**Consigne 1:** D'après la page, comment Baricco en est-il venu à écrire le roman Trois fois dès l'aube ?

**Page:**

........

Entre Jack London et Alessandro Baricco, il y a un monde. Une écriture sans artifices, au plus près du vécu pour le premier, une écriture sophistiquée, fruit d’une passion pour les jeux narratifs pour le second. 

Ce sont pourtant les deux auteurs que le duo formé par la dessinatrice Aude Samama et le scénariste Denis Lapière ont adaptés coup sur coup en bande dessinée. Après leur version de Martin Eden en 2016, c’est Trois fois dès l’aube, un roman atypique de Baricco, qu’ils adaptent aux éditions Futuropolis.

Trois fois dès l’aube, c’est d’abord un titre donné à un roman fictif, simplement évoqué au hasard d’une page, par un personnage de Mr. Gwyn, le roman précédent de Baricco. L’écriture de Mr. Gwyn achevée, l'auteur se prend au jeu de donner matière à ce livre imaginaire et se lance dans l’écriture d’un récit, court mais dense, divisé en trois scénettes.

........

**Données brutes:**
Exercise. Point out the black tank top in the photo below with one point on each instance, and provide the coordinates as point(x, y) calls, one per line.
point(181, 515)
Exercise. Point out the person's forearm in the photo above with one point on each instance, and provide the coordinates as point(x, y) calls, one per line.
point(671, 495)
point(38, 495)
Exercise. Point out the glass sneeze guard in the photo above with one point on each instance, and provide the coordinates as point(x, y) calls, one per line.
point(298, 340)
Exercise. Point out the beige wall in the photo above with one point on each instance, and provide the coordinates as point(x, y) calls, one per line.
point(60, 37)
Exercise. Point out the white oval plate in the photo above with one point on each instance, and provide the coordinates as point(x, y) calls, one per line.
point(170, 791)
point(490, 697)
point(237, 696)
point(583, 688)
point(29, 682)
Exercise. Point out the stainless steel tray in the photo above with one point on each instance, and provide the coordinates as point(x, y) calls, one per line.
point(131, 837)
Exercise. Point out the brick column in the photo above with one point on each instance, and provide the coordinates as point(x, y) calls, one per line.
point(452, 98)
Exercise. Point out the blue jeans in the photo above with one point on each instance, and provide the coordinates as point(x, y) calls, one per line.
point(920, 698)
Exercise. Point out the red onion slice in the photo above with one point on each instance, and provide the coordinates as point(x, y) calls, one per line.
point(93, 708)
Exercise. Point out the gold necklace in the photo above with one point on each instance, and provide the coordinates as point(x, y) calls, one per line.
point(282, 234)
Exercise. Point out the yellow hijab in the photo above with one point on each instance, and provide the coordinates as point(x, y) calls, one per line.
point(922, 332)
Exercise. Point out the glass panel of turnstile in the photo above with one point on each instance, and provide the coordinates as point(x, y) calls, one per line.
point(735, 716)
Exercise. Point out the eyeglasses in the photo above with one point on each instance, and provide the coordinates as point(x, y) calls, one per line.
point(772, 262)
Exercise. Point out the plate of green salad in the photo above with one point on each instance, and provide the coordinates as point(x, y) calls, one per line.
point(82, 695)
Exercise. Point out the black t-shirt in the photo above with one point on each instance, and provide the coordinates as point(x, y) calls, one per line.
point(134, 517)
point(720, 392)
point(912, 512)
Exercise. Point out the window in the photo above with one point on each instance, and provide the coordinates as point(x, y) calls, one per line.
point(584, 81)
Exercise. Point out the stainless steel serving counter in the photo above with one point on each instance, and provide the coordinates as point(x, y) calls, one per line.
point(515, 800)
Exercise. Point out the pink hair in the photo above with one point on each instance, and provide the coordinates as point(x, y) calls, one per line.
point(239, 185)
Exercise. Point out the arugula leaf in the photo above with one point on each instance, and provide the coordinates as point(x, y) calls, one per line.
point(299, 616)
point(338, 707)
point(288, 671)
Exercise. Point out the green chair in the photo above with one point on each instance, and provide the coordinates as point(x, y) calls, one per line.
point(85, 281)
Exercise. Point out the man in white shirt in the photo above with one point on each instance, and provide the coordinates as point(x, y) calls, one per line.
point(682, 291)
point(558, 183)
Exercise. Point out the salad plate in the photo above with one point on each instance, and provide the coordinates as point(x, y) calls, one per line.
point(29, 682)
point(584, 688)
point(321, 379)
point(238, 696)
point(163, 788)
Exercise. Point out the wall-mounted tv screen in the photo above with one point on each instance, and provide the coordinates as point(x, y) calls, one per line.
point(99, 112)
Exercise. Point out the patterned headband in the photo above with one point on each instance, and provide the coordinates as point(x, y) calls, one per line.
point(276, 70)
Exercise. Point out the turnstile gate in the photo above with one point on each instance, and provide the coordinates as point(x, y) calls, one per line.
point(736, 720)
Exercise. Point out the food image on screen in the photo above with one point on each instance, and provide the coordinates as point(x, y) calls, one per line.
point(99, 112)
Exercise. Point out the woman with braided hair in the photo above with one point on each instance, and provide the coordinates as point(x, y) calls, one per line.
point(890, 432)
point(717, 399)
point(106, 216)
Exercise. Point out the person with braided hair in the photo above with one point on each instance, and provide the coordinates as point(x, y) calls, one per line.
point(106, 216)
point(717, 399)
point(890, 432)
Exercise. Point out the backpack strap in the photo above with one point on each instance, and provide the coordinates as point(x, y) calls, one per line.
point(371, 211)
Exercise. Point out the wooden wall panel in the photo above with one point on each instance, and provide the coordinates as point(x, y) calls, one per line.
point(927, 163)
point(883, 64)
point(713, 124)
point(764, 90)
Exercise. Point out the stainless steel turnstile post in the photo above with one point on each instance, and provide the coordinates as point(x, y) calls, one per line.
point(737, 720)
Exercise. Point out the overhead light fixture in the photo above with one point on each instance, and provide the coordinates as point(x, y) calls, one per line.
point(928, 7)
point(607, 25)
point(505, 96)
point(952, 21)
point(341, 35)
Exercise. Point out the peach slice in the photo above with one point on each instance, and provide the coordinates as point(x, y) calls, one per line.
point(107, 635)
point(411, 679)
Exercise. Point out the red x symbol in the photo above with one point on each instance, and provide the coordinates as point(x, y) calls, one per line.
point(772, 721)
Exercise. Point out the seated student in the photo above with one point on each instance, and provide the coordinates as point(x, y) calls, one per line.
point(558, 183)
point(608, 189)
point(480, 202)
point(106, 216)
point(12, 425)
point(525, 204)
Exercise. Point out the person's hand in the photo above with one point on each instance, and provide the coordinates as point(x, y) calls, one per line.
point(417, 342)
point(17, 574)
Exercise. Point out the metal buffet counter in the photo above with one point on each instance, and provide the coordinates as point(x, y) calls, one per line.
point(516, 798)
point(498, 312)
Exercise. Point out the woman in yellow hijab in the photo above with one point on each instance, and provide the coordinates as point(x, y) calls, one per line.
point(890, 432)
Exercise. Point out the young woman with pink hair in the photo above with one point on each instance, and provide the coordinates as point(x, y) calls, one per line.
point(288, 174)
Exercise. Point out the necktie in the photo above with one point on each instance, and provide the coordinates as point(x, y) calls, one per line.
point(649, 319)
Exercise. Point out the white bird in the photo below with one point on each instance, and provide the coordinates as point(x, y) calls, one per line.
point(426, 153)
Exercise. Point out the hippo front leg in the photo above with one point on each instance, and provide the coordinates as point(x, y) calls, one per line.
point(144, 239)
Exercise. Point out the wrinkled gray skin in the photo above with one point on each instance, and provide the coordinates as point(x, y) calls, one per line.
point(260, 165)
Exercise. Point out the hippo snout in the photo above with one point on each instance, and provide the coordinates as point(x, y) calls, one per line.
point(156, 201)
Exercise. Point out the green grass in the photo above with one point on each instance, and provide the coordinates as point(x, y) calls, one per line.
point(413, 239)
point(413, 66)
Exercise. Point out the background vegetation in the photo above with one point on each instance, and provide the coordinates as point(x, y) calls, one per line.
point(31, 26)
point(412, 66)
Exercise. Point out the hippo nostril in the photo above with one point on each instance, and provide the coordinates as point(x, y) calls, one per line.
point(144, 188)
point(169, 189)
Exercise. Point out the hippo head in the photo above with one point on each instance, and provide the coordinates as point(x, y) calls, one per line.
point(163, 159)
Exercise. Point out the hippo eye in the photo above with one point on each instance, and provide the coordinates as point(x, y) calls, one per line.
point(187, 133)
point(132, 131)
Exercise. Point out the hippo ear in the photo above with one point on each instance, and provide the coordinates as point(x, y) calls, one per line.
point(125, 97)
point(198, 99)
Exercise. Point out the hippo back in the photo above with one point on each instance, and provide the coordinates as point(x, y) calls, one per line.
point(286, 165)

........

**Consigne 2:** Modifiez les données en reprenant les lignes à partir de celle qui contient « Exercise. Point out the wrinkled » jusqu'à celle qui contient « point(163, 159) ». Remplacez « hippo » par « hippopotame » sans rien changer d'autre.

**Réponse 1:** Au départ, Trois fois dès l'aube n'était que le titre d'un roman fictif. Un personnage de Mr. Gwyn, le roman précédent de Baricco, l'évoque au hasard d'une page. Une fois Mr. Gwyn terminé, l'auteur s'est pris au jeu de donner matière à ce livre imaginaire. Il a écrit un récit court mais dense, divisé en trois scénettes.

**Réponse 2:**
Exercise. Point out the wrinkled gray skin in the photo above with one point on each instance, and provide the coordinates as point(x, y) calls, one per line.
point(260, 165)
Exercise. Point out the hippopotame snout in the photo above with one point on each instance, and provide the coordinates as point(x, y) calls, one per line.
point(156, 201)
Exercise. Point out the green grass in the photo above with one point on each instance, and provide the coordinates as point(x, y) calls, one per line.
point(413, 239)
point(413, 66)
Exercise. Point out the background vegetation in the photo above with one point on each instance, and provide the coordinates as point(x, y) calls, one per line.
point(31, 26)
point(412, 66)
Exercise. Point out the hippopotame nostril in the photo above with one point on each instance, and provide the coordinates as point(x, y) calls, one per line.
point(144, 188)
point(169, 189)
Exercise. Point out the hippopotame head in the photo above with one point on each instance, and provide the coordinates as point(x, y) calls, one per line.
point(163, 159)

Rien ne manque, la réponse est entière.